Extract to read
On Sunday, my wife Kodi and I will mark 20 years on a road trip that began on Sept. 1, 1993.
Think of it: We’ve driven side by side for more than 7,000 days. That’s more than 175,000 hours. As husband and wife, we’ve logged more than 10 million minutes.
The road trip began on a quiet, crisp morning in Manti, Utah. I’ll never forget that the only thing more gorgeous than the day was the woman holding my hand.
After a few photos on the grounds of the temple of The Church of Jesus Christ of Latter-day Saints, we said farewell to family and friends and began our honeymoon. We’d held our reception the night before and set off immediately on a road trip from that parking lot to our first home in Charlottesville, Va.
What could be better than a cross-country adventure with my best friend?
Our route took us through Cheyenne, Wyo., and the flat, friendly towns of Nebraska. In Iowa, we marveled at the damage of what FEMA and others called “The Great Flood of 1993.” Thousands of homes were destroyed and entire towns were flooded from end to end. We chatted with locals at a gas station and saw pain wash through their eyes.
In Chicago, we took an extra day to see my childhood neighborhood of Vernon Hills and check on a neighbor who’d never left. On a whim we attended a Boston Red Sox vs. Chicago White Sox game. I don’t recall much of what happened on the field, but I do remember how smitten I was by the stunning girl in the baseball cap. “Easy, fellas. She’s taken.”
The next day, while passing through Ohio, we discovered a charming, family-owned amusement park with rides that looked held together with duct tape and bubblegum. We changed plans again and instead of pressing on, we rode a fast wooden roller coaster that shook and teetered and lifted from the ground on one of the corners. Then we rode it again and again and again.

Task to carry out
Return the road-trip anniversary essay word for word from "Think of it: We’ve" to "10 million minutes.".

Given data
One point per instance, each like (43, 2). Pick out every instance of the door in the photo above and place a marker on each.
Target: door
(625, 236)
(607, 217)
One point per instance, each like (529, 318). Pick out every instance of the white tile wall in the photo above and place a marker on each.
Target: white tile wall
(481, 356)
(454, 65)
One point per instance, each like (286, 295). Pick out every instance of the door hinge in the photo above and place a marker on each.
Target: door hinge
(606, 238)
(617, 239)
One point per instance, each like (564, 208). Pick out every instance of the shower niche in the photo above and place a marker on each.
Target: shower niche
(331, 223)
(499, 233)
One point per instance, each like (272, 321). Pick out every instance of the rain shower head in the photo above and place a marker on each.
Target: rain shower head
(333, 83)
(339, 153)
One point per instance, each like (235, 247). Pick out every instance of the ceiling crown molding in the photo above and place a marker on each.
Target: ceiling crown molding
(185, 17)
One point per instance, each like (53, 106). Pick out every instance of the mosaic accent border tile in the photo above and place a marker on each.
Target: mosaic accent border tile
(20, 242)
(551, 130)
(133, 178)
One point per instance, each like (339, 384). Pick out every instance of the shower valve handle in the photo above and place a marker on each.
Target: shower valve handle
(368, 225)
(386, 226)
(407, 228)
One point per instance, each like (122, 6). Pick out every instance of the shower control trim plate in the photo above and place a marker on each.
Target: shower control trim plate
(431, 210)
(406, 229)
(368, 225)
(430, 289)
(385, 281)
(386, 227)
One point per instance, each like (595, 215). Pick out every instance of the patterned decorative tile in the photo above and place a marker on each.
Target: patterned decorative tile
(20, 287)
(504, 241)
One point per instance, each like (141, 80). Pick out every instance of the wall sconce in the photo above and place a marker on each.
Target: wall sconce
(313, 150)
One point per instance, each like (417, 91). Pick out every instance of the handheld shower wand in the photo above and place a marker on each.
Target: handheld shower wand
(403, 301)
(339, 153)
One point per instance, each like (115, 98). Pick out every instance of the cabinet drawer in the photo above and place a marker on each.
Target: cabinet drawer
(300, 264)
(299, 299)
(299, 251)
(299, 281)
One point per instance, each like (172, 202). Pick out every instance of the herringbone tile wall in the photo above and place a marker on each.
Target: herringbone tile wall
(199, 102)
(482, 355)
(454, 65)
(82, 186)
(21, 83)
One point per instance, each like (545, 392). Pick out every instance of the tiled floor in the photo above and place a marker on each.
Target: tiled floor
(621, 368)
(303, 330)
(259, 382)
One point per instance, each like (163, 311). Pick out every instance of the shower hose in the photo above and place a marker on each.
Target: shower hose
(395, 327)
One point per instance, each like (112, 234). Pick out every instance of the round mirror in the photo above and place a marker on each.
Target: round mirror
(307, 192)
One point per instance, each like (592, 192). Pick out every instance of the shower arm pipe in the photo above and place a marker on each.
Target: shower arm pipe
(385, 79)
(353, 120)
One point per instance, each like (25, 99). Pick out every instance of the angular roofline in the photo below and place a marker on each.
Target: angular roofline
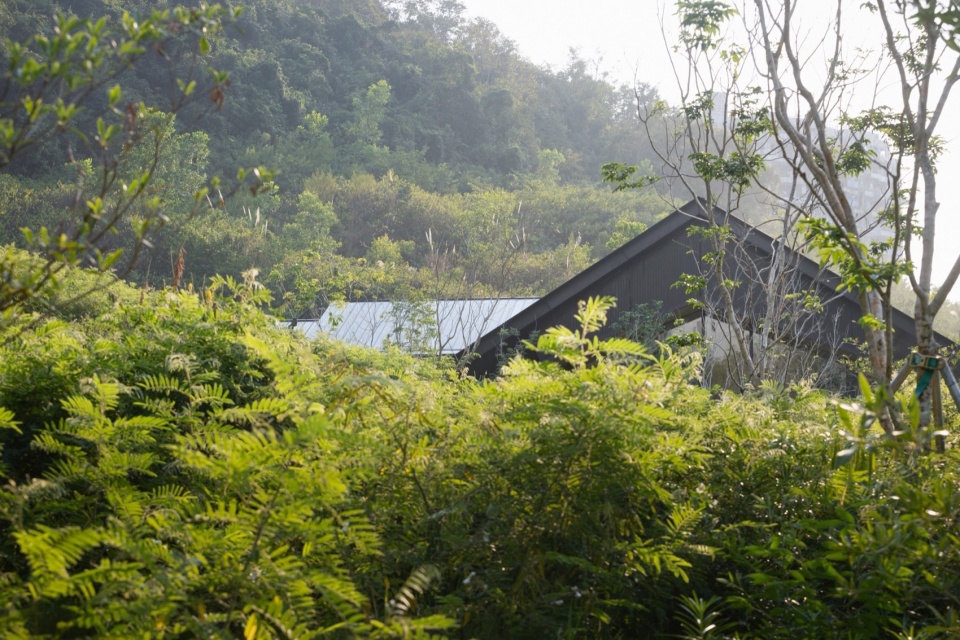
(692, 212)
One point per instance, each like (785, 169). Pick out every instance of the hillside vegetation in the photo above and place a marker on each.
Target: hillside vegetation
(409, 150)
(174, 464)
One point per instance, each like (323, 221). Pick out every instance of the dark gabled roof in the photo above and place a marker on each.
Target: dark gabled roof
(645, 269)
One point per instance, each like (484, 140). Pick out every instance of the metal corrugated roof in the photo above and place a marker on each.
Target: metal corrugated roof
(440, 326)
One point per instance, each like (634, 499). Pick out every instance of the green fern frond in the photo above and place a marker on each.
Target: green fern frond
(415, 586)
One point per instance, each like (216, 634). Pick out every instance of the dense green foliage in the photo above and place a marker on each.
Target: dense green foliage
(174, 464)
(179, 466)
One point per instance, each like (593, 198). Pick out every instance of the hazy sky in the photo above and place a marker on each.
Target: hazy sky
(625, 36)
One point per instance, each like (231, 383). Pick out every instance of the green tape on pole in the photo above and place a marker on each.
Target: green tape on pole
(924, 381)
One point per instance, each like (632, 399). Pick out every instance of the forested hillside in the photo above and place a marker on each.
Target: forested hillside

---

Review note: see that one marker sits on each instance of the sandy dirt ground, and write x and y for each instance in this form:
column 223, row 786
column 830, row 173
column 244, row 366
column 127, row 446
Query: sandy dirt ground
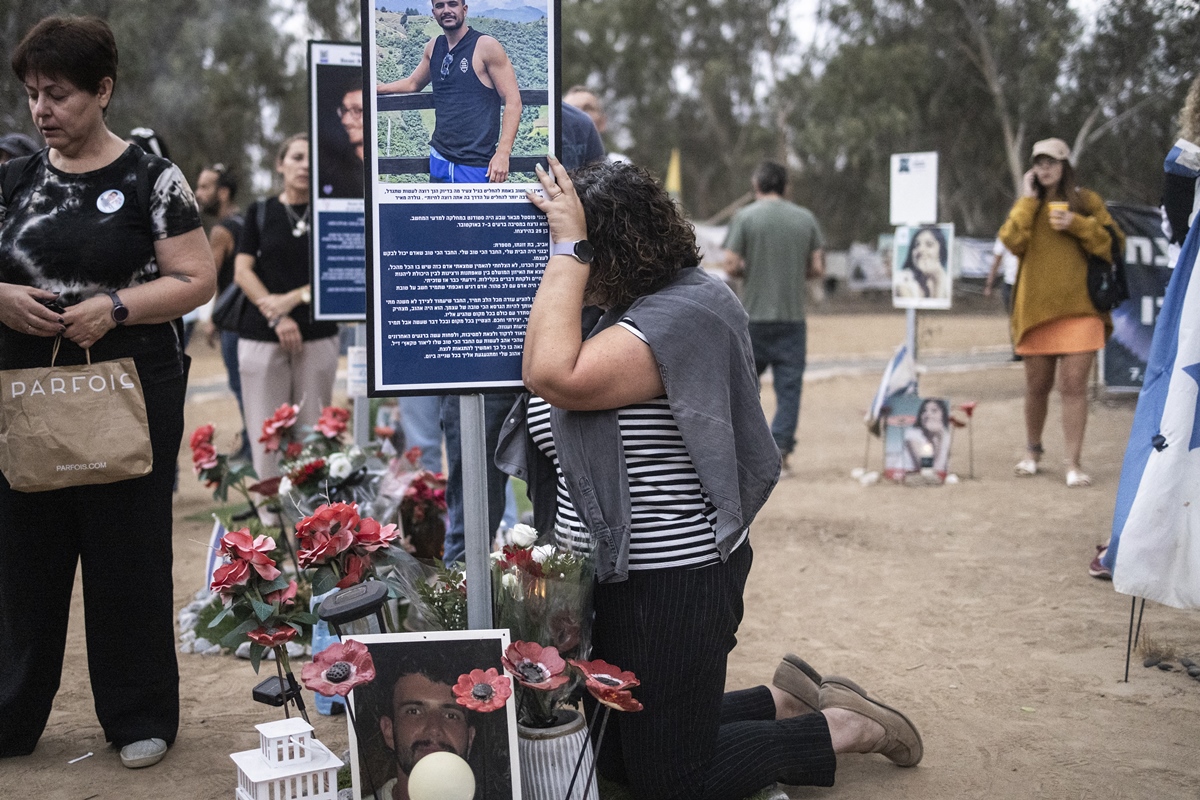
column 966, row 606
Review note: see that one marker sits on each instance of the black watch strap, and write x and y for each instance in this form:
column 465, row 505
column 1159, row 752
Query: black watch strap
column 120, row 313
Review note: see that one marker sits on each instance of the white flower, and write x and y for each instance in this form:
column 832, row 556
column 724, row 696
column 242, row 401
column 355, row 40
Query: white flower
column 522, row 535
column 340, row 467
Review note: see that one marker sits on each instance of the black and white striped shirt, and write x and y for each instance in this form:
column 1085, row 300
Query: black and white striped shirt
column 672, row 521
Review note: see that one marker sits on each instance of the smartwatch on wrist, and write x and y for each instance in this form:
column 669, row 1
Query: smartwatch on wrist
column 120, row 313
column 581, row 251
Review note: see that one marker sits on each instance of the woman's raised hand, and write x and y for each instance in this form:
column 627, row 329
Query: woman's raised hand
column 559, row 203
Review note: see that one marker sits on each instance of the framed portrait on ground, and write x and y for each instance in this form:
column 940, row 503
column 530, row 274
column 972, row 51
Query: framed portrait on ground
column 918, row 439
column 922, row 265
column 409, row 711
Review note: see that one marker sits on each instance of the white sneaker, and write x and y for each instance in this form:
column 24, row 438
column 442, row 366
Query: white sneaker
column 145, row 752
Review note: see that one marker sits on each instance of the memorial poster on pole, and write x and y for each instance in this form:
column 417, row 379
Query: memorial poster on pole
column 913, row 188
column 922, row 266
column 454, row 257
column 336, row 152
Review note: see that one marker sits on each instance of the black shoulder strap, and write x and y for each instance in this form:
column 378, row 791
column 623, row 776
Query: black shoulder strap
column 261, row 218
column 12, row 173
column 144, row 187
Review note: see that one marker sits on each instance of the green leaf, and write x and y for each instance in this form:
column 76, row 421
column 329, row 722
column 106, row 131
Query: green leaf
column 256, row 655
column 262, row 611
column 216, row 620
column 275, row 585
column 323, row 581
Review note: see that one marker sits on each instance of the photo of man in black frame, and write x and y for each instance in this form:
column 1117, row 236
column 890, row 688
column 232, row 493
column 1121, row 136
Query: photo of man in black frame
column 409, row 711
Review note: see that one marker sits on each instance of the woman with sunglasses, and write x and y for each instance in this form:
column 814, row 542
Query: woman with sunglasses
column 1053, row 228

Exercise response
Think of it: We’ve driven side by side for more than 7,000 days. That’s more than 175,000 hours. As husband and wife, we’ve logged more than 10 million minutes.